— DOCUMENTGEDEELTE —

- - - - - - -

Maandag 3 april 2023
Vandaag reisde ik af naar Friesland voor een interview met Lida Dijkstra. Lida was van 2020 t/m 2022 de eerste Berneboeke-ambassadeur, oftewel de Friese Kinderboekenambassadeur.

Interview
Hoe was het om de eerste Berneboeke-ambassadeur te zijn?
Het was een fantastische klus. Ik mocht het concept naar eigen inzicht uitwerken, en heb gekozen voor heel veel schoolbezoeken (zo’n 150 in totaal) en het ontwikkelen van een leeskoffer met tien titels waarbij ik uitgebreide lesbrieven heb geschreven. Met vijf gemeentes heb ik een mooie samenwerking kunnen aangaan. Zij gaven de leeskoffer cadeau aan hun scholen, waar ik vervolgens een schrijversbezoek aflegde. Ik ben op grote scholen geweest, maar ook op minischooltjes die nog net boven de bestaansnorm van 23 leerlingen zaten..Soms lag een school verstopt achter bebouwing, en moest ik hem echt zoeken. Ik heb Friesland extra goed leren kennen. Ik vond het een voorrecht om al die kinderen en leerkrachten te ontmoeten.

- - - - - - -

[Records uit de aanwijsdataset]
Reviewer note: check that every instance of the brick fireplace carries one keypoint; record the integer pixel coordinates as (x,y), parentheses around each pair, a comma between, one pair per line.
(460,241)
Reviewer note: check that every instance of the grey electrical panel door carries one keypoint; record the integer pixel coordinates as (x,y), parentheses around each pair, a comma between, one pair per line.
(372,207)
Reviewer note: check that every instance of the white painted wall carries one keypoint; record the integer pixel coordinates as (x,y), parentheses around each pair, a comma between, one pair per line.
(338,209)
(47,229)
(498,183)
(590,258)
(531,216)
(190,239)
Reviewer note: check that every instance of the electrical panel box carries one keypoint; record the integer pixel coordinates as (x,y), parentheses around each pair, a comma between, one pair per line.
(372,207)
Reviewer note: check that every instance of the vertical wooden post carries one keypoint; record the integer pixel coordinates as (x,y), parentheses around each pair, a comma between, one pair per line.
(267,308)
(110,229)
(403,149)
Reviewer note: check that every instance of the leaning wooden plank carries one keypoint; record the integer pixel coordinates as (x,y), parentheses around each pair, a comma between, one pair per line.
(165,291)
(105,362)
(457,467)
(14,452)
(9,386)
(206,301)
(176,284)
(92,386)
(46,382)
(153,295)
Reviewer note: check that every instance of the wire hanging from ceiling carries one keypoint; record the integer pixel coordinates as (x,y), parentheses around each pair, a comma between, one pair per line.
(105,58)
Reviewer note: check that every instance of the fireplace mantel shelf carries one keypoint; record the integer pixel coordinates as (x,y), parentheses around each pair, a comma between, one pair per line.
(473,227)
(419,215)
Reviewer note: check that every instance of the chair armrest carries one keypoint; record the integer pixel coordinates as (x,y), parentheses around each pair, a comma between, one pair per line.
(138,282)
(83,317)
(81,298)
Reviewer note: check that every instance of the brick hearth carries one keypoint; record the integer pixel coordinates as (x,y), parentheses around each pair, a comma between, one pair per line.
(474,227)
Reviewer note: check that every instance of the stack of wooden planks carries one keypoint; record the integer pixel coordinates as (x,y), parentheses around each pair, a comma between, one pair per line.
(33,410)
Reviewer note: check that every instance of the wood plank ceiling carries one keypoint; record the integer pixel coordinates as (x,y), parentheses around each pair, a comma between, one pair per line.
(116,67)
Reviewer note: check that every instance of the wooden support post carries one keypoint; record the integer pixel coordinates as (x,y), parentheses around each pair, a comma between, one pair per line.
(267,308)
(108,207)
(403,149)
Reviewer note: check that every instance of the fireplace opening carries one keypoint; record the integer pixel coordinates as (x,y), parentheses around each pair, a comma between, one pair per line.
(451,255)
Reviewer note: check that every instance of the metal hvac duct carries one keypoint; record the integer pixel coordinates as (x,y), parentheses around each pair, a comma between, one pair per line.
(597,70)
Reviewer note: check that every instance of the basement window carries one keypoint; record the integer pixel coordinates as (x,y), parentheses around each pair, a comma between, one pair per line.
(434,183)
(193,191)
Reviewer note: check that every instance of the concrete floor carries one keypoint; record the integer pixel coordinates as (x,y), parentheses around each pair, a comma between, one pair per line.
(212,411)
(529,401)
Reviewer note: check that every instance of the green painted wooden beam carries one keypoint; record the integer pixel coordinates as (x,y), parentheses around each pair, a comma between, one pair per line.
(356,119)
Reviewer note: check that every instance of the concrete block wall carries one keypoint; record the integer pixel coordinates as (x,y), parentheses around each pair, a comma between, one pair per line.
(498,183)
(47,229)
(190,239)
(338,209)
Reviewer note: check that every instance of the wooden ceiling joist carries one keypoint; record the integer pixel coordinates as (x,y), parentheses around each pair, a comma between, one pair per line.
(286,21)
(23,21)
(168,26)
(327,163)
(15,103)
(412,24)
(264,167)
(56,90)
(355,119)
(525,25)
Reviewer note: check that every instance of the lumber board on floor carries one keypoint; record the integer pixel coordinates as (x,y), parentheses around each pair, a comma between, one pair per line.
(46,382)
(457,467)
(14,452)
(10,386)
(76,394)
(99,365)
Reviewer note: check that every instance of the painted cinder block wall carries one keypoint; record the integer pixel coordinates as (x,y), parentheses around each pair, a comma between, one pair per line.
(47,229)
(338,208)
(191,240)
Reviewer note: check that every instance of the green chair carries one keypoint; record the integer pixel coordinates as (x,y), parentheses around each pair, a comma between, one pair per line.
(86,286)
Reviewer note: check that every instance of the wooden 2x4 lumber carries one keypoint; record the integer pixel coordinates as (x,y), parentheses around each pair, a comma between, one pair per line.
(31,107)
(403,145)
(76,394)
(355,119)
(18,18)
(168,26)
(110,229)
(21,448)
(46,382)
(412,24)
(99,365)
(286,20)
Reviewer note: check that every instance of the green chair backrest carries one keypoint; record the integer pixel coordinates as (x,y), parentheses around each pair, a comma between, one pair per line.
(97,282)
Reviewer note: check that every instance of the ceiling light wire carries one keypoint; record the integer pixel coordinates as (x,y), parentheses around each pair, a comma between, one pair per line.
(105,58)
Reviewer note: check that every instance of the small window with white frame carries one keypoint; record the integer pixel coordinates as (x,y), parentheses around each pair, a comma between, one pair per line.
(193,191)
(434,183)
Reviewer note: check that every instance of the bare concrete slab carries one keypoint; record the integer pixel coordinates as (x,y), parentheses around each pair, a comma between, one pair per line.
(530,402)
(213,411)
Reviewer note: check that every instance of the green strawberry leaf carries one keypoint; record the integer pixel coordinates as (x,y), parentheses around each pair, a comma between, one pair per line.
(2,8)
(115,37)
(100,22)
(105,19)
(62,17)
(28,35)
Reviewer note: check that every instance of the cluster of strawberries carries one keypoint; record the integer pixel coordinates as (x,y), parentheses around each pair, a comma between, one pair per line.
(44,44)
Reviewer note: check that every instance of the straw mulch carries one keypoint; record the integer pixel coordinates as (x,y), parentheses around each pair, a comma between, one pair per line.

- - - - - - -

— DOELEN —
(A) Geef uit het interview met Lida Dijkstra letterlijk het stuk terug dat opent met de woorden waarin "Maandag 3 april" staat en sluit met "Berneboeke-ambassadeur te zijn?".
(B) Beantwoord de volgende vragen over het interview met Lida Dijkstra.
(i) In welke periode was Lida Dijkstra Berneboeke-ambassadeur?
(ii) Hoeveel schoolbezoeken legde zij ongeveer af?
(iii) Met hoeveel gemeentes ging zij een samenwerking aan?

— LIJST MET OPLOSSINGEN —
(A)
Maandag 3 april 2023
Vandaag reisde ik af naar Friesland voor een interview met Lida Dijkstra. Lida was van 2020 t/m 2022 de eerste Berneboeke-ambassadeur, oftewel de Friese Kinderboekenambassadeur.

Interview
Hoe was het om de eerste Berneboeke-ambassadeur te zijn?

(B)
(i) Van 2020 tot en met 2022.
(ii) Ongeveer 150.
(iii) Met vijf gemeentes.